■ Excerpt to read:
————
Transcript
BOB GARFIELD: Some notable dates. Tuesday is Holocaust Remembrance Day, and 25 years ago this month, Holocaust, the mini series, was broadcast for 3 consecutive nights on NBC. Following in the footsteps of Roots, which just the year before had looked squarely at the excruciating history of slavery night after night on network TV, Holocaust dug around in the unmentionable history of the massive extermination of the Jews.
GIRL CHILD: Daddy, why does everybody hate the Jews?
BOY CHILD: Cause they killed Christ! Didn't you learn that in Sunday school?!
MOTHER: Come on, you two. Off to bed now.
BROOKE GLADSTONE: Plenty of other films before 1978 had treated the subject, but Judgment at Nuremburg and even The Diary of Anne Frank had to some degree minimized the Jewish angle and treated the Holocaust as a more generalized phenomenon. In Holocaust, nine hours long, the Holocaust was presented as a tragedy for the Jews, and it was presented -- spelled out, really -- for a mass television audience for the first time. WNYC's Sara Fishko reports. [MUSIC FROM "HOLOCAUST"]
SARA FISHKO: Hundreds of millions saw Holocaust, which was re-broadcast the following year. By that time, the Holocaust and the media seemed a worthy field of study.
ANNETTE INSDORF: Back around 1979, I realized no book had ever been written on the subject, and I saw more and more films dealing with the Holocaust.
SARA FISHKO: Annette Insdorf has just updated her book, Indelible Shadows: Film on the Holocaust. To the 180 documentary and dramatic films already in the earlier editions, she's just added 170 more, most made since 1989. And that doesn't even include the very recent crop of related films such as The Pianist, Max, The Gray Zone, The Last Letter, Blind Spot.
ANNETTE INSDORF: I'm convinced that the reception of Holocaust films has changed a great deal since I wrote the first version of the book in 1979. At that time the images were a wee bit fresh. In other words, if you saw a sealed boxcar or smoke emerging from a chimney or barbed wire, you did not necessarily go - oh, Auschwitz -or - the Jews. It wasn't inherent in that. Now, after 22 or 3 it is.
SARA FISHKO: In some cases, filmmakers, some with family connections to the tragedy, reacted to an outpouring of fictionalized portrayals with an outpouring of personal documentaries using testimony and authentic images to tell stories of the period.
STEVE BRAND: You know I think back then the cycle of films that I was part of was in some way like the Jewish reaction to Roots, cause Roots came out and everybody started looking in their own back yard.
MAN: We made our own bunker...
SARA FISHKO: Steve Brand's film Kaddish was made in the mid-80s. It tells the story of a young Jewish man whose father survived by hiding in a hole in the ground for six months.
MAN: ...about 4 feet high... and we buried ourselves there May 2nd, in 1944...
SARA FISHKO: And the resulting obsessive behavior of the son.
————
■ Data section:
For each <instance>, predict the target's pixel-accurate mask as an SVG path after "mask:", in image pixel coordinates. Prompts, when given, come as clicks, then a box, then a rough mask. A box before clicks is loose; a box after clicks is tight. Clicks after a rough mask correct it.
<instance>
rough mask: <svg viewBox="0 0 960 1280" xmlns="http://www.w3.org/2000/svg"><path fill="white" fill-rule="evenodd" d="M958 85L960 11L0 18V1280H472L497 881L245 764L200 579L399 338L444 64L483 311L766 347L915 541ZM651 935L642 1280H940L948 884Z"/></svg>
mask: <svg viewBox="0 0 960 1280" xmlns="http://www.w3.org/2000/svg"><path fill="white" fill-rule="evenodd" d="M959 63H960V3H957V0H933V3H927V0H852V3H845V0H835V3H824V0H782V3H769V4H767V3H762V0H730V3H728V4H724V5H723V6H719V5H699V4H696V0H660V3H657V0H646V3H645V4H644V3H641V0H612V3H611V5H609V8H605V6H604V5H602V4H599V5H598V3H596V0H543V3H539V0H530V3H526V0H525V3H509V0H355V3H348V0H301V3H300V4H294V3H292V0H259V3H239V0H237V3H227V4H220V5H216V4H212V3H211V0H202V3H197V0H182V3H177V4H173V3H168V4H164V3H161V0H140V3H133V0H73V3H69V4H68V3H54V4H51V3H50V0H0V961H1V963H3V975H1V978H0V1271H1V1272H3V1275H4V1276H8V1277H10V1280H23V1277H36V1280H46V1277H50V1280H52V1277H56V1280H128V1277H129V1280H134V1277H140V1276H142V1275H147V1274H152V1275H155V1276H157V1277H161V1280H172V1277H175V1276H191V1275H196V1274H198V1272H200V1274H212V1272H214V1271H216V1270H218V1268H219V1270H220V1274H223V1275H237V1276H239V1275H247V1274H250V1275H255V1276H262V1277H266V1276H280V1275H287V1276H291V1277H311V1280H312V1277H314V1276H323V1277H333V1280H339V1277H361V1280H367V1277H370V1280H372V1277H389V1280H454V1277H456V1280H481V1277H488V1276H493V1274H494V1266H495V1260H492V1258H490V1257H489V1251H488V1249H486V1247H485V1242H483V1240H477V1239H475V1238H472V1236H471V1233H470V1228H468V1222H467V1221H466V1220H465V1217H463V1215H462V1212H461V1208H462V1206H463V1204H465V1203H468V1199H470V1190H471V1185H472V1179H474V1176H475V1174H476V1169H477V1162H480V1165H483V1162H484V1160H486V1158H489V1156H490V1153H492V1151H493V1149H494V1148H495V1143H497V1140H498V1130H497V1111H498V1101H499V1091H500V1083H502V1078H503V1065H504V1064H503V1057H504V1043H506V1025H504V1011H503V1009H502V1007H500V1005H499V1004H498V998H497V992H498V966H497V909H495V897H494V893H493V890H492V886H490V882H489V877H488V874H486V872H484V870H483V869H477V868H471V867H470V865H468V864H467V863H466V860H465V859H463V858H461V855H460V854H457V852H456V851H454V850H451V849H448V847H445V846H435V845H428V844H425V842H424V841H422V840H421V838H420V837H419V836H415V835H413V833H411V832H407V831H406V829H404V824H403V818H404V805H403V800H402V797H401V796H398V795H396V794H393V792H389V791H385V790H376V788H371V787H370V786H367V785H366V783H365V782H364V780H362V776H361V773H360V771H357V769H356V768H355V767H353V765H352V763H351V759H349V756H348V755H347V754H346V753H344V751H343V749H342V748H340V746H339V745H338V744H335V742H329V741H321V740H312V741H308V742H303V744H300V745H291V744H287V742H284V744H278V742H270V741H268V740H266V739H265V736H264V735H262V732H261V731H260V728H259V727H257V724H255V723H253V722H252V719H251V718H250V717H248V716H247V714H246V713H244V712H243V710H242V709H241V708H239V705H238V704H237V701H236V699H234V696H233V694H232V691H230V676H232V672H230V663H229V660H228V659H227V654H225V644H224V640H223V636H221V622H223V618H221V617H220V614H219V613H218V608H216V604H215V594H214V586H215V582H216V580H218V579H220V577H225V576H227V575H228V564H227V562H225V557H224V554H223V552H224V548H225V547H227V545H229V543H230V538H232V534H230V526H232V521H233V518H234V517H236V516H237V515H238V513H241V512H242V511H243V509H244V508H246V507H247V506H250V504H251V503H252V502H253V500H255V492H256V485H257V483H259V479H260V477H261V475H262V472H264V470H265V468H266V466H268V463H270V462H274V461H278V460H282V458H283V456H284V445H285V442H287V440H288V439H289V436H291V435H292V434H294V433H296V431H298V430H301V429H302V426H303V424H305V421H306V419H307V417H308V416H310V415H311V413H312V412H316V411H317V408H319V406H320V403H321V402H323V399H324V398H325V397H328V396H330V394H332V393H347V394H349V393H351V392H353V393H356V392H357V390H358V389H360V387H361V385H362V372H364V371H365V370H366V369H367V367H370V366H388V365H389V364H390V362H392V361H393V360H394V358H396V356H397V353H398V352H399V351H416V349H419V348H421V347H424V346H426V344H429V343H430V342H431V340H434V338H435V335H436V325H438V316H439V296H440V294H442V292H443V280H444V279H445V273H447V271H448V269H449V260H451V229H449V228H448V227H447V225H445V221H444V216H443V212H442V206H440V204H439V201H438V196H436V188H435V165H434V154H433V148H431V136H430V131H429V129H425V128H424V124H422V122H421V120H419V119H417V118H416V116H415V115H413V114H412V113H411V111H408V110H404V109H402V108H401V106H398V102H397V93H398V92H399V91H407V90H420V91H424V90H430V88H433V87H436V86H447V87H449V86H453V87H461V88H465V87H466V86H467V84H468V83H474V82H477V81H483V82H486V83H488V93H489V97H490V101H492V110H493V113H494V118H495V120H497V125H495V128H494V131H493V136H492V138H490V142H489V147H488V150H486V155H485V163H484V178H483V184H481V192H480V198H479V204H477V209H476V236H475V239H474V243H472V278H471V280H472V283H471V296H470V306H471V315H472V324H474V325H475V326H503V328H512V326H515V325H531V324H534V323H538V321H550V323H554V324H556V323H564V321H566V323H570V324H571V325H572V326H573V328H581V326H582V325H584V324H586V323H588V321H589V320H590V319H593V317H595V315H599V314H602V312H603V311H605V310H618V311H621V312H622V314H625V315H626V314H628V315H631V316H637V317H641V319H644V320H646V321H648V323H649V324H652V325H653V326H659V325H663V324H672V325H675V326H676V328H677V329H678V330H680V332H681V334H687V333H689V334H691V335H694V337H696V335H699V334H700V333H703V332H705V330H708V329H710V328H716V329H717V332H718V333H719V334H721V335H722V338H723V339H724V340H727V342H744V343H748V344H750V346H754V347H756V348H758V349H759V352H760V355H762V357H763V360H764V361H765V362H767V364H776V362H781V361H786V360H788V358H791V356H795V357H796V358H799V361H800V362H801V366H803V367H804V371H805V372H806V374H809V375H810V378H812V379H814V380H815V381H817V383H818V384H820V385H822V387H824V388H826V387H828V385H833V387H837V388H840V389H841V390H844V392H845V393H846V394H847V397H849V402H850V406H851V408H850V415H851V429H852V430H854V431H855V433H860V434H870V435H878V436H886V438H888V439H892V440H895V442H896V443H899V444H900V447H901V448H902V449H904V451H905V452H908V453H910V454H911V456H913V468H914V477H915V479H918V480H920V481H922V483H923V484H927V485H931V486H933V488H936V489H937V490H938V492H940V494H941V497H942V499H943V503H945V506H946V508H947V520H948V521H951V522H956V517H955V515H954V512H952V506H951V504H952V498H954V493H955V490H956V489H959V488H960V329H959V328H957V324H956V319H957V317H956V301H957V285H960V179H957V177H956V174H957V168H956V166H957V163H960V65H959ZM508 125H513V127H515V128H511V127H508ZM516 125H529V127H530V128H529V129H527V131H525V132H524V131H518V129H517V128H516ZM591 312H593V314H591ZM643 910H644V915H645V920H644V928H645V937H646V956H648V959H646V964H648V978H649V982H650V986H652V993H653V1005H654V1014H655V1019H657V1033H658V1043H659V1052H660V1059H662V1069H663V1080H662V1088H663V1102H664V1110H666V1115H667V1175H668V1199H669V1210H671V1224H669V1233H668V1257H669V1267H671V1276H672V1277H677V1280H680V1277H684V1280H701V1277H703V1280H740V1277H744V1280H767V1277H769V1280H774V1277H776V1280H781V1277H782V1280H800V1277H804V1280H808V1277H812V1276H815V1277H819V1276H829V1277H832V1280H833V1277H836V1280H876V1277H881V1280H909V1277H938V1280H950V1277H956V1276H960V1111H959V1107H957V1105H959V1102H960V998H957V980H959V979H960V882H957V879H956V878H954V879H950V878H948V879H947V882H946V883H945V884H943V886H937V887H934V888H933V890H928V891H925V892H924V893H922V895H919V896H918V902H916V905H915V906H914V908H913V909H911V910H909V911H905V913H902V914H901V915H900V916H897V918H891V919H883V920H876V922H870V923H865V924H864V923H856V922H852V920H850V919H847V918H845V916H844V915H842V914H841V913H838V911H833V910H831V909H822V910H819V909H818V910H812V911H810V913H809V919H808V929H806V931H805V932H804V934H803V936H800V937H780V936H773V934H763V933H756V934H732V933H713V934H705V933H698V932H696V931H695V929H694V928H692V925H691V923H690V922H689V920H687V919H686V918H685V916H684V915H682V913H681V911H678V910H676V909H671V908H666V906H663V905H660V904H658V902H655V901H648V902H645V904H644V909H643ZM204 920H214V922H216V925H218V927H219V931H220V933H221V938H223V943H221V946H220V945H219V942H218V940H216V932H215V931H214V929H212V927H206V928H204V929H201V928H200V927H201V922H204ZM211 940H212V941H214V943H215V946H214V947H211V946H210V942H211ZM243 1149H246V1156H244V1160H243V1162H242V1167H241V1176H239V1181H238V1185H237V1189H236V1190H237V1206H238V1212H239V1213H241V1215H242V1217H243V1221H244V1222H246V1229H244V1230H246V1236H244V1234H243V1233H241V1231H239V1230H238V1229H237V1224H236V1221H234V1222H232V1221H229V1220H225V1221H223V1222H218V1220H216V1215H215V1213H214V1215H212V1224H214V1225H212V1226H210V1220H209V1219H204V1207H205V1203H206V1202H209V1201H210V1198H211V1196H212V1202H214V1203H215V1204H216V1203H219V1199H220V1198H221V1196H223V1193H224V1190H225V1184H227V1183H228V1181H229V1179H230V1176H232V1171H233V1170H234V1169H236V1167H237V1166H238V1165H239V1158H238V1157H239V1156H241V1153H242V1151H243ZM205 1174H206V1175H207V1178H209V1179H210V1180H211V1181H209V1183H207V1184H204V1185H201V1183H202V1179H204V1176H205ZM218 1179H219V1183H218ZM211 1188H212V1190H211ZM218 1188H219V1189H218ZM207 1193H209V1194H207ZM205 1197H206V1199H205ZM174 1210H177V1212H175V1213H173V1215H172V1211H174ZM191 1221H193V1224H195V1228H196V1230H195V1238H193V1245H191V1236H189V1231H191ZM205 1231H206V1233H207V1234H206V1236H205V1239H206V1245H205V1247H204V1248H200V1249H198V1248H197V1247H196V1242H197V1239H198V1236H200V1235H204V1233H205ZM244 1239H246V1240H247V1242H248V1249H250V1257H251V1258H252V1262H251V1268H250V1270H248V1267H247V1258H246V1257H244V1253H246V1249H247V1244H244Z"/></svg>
————
■ Task item: Could you copy the passage in the Holocaust films transcript above, starting with "ANNETTE INSDORF: I'm" and going on through "of the period.", word for word?

■ Completed exercise:
ANNETTE INSDORF: I'm convinced that the reception of Holocaust films has changed a great deal since I wrote the first version of the book in 1979. At that time the images were a wee bit fresh. In other words, if you saw a sealed boxcar or smoke emerging from a chimney or barbed wire, you did not necessarily go - oh, Auschwitz -or - the Jews. It wasn't inherent in that. Now, after 22 or 3 it is.
SARA FISHKO: In some cases, filmmakers, some with family connections to the tragedy, reacted to an outpouring of fictionalized portrayals with an outpouring of personal documentaries using testimony and authentic images to tell stories of the period.